__WHAT NEEDS TO BE DONE__.
Lines where the string "after" appears are to be copied from the entries below.

__MATERIALS PROVIDED__.
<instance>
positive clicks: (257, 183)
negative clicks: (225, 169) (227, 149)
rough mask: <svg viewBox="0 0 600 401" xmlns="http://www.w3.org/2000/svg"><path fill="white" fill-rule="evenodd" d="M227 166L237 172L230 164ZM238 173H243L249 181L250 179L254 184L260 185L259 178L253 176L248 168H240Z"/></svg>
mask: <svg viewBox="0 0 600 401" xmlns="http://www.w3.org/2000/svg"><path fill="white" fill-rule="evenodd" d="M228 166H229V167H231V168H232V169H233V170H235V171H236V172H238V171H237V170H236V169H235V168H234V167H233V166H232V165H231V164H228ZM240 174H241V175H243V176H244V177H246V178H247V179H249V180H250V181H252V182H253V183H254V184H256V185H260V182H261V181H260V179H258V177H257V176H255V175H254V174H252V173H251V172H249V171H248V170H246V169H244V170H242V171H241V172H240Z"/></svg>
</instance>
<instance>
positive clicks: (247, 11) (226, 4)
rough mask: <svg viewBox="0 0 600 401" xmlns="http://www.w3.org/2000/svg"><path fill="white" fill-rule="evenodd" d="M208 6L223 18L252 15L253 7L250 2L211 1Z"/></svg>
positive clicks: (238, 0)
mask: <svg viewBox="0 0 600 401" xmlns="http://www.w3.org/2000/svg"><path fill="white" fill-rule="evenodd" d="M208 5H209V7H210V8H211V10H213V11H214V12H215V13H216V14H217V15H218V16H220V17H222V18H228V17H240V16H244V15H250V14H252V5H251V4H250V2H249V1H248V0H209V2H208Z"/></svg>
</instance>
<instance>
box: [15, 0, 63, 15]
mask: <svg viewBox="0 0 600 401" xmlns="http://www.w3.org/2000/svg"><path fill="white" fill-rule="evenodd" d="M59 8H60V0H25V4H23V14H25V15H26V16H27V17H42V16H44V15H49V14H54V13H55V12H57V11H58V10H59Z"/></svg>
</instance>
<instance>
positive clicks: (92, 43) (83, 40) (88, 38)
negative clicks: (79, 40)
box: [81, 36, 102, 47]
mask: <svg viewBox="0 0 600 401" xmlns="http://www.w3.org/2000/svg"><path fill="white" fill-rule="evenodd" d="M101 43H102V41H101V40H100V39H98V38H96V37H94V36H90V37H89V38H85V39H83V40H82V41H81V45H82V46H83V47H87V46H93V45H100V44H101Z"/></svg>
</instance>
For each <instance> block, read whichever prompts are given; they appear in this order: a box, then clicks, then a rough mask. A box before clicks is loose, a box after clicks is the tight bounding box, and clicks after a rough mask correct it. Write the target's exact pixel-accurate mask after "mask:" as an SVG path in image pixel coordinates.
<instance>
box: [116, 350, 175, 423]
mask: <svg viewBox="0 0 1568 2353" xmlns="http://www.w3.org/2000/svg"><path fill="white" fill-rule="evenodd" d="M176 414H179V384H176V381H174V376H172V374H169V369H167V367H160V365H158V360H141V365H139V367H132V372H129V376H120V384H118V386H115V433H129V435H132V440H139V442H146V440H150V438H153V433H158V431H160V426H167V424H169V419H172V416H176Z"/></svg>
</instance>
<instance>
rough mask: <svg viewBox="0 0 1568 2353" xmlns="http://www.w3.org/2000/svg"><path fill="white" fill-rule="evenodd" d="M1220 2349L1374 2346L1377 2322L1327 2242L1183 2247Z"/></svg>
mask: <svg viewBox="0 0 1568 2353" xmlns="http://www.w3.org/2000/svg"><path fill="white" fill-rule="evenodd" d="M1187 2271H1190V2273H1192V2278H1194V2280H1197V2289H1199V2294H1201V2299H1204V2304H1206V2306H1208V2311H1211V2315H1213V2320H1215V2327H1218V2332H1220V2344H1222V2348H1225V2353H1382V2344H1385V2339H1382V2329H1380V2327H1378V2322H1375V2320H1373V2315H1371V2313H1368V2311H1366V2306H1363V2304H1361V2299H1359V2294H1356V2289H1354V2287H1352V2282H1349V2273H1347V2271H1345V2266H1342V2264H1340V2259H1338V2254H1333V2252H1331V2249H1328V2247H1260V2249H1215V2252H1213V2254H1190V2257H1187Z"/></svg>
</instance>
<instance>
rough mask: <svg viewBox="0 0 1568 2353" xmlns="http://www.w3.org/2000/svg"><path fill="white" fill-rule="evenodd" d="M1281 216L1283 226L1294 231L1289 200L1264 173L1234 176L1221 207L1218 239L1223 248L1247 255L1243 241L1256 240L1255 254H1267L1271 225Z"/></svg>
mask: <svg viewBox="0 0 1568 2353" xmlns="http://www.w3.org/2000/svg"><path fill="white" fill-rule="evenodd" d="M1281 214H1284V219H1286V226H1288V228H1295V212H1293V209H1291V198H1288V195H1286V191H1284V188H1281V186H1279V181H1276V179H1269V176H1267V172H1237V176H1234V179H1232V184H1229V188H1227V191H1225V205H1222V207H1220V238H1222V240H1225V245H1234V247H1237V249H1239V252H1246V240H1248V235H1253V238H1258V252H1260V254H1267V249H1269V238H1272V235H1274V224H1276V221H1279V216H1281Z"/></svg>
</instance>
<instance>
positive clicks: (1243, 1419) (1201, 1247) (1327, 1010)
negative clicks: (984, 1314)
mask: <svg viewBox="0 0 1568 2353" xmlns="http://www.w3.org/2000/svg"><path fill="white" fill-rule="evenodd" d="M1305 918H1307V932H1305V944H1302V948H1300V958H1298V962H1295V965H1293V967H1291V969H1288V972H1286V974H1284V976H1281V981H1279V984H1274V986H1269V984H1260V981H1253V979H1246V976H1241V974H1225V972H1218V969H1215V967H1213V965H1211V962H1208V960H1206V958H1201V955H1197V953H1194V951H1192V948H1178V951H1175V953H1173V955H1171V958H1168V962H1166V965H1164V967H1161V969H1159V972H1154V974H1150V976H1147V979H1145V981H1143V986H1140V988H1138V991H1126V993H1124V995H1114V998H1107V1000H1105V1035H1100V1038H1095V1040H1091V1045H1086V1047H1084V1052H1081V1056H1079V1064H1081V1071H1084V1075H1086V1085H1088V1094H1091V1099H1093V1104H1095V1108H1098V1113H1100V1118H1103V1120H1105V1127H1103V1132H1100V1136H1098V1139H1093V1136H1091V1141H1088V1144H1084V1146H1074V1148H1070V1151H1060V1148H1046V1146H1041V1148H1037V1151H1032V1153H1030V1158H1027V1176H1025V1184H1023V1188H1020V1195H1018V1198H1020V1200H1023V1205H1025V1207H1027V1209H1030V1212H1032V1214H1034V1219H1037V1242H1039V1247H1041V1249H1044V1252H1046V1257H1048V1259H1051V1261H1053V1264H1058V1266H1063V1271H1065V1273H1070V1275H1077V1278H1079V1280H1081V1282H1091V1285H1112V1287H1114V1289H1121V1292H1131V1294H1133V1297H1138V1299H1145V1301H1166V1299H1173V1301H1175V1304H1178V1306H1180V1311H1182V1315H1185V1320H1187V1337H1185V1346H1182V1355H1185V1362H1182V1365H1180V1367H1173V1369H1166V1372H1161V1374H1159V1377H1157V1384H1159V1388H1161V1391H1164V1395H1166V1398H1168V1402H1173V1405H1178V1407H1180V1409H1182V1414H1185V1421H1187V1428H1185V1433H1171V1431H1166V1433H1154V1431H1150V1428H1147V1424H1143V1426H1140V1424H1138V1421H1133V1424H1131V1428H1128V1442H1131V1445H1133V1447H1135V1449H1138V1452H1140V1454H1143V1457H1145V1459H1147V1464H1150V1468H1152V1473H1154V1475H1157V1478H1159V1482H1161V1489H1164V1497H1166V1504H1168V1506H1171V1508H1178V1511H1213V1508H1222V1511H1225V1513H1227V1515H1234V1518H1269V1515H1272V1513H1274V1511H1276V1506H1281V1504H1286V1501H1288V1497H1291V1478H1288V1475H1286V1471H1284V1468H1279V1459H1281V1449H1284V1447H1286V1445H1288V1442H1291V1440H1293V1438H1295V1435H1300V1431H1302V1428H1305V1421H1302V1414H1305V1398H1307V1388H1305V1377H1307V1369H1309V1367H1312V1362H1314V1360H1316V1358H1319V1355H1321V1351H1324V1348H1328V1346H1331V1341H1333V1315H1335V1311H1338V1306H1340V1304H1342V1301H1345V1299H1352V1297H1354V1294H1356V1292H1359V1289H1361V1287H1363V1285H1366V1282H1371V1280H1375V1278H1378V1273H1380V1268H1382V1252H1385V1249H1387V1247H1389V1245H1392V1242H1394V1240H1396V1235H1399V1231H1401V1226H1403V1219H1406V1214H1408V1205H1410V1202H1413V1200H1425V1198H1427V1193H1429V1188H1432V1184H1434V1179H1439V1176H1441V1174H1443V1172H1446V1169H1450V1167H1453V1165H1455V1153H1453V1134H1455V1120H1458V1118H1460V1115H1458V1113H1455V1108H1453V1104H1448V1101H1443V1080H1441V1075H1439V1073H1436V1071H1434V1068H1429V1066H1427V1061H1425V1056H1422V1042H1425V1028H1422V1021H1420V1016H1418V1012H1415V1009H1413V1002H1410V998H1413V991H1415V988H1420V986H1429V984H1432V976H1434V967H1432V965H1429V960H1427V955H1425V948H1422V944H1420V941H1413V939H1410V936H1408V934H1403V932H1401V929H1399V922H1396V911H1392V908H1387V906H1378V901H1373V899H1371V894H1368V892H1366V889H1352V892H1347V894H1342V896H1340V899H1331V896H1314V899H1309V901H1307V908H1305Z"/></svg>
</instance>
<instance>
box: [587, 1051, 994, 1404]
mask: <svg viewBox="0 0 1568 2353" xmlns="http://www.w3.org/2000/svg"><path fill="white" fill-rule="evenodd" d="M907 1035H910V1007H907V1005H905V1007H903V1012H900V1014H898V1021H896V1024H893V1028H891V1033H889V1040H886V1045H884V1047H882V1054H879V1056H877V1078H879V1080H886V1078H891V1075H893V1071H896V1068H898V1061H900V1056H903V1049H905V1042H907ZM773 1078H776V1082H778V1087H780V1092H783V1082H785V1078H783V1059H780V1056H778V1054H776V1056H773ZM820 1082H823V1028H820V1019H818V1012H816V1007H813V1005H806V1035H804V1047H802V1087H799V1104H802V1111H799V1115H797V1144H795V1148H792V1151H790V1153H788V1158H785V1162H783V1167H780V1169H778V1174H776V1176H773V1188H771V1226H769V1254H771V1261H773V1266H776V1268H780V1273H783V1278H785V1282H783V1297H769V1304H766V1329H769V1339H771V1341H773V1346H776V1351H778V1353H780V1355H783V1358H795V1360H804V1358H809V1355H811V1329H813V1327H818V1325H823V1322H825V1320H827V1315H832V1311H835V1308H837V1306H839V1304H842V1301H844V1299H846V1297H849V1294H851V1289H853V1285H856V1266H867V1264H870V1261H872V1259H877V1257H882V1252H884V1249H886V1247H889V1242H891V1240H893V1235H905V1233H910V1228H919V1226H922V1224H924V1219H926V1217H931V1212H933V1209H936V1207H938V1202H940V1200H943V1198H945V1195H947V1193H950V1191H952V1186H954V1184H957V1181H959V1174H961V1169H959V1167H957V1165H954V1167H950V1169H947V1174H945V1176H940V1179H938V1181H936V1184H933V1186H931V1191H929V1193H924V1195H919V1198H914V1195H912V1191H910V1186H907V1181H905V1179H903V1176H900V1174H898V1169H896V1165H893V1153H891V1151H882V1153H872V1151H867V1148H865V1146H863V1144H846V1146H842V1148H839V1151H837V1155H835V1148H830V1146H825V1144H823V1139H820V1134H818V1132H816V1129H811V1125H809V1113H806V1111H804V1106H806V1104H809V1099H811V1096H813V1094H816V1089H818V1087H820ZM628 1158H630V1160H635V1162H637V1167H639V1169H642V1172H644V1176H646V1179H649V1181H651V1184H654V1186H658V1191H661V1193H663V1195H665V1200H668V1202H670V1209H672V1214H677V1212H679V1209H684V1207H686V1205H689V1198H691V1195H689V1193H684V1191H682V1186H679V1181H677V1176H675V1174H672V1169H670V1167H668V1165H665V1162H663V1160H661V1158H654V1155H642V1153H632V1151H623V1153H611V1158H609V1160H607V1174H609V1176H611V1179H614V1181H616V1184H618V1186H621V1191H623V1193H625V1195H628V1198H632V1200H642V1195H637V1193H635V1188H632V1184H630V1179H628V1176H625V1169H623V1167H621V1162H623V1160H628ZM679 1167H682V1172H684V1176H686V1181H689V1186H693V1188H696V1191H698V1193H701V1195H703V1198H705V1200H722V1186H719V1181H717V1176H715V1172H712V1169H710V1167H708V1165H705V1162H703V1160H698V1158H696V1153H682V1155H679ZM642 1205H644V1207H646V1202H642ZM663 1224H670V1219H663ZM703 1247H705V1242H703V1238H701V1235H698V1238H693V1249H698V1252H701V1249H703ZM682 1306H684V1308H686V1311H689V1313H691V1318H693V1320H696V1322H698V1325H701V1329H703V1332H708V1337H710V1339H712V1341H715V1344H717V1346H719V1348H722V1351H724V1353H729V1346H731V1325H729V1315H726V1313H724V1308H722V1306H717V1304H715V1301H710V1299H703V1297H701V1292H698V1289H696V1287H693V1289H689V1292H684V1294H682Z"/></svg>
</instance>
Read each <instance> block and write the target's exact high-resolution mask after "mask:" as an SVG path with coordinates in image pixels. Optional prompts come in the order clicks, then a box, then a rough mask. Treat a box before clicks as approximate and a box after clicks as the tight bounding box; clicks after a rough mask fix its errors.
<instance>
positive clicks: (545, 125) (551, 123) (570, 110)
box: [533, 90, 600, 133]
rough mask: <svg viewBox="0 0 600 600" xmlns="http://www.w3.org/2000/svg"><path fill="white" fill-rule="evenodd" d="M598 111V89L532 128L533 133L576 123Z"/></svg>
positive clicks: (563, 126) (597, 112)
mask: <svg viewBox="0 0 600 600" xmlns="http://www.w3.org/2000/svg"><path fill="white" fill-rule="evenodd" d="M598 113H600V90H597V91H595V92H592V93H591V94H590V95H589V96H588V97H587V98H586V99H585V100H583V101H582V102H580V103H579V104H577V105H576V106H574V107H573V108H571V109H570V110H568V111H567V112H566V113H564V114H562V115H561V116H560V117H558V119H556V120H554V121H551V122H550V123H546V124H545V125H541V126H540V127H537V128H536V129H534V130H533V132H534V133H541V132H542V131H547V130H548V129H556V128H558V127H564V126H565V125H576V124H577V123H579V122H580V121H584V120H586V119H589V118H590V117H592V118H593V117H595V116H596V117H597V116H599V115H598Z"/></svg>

__RESPONSE AREA__.
For each <instance> block, read whichever prompts are given; they appear in this order: a box, then clicks, then a rough mask. A box before clicks is loose, a box after clicks is the tight bounding box, and clicks after a rough mask correct it. Write the target's exact pixel-accurate mask after "mask:" as an SVG path in image pixel coordinates.
Read each <instance> block and write the target's exact high-resolution mask after "mask:" as an SVG path with coordinates in image pixels. Optional prompts come in the order clicks, then a box, then a rough mask. Treat a box before clicks as approximate and a box after clicks as the tight bounding box; clicks after a rough mask fix its errors.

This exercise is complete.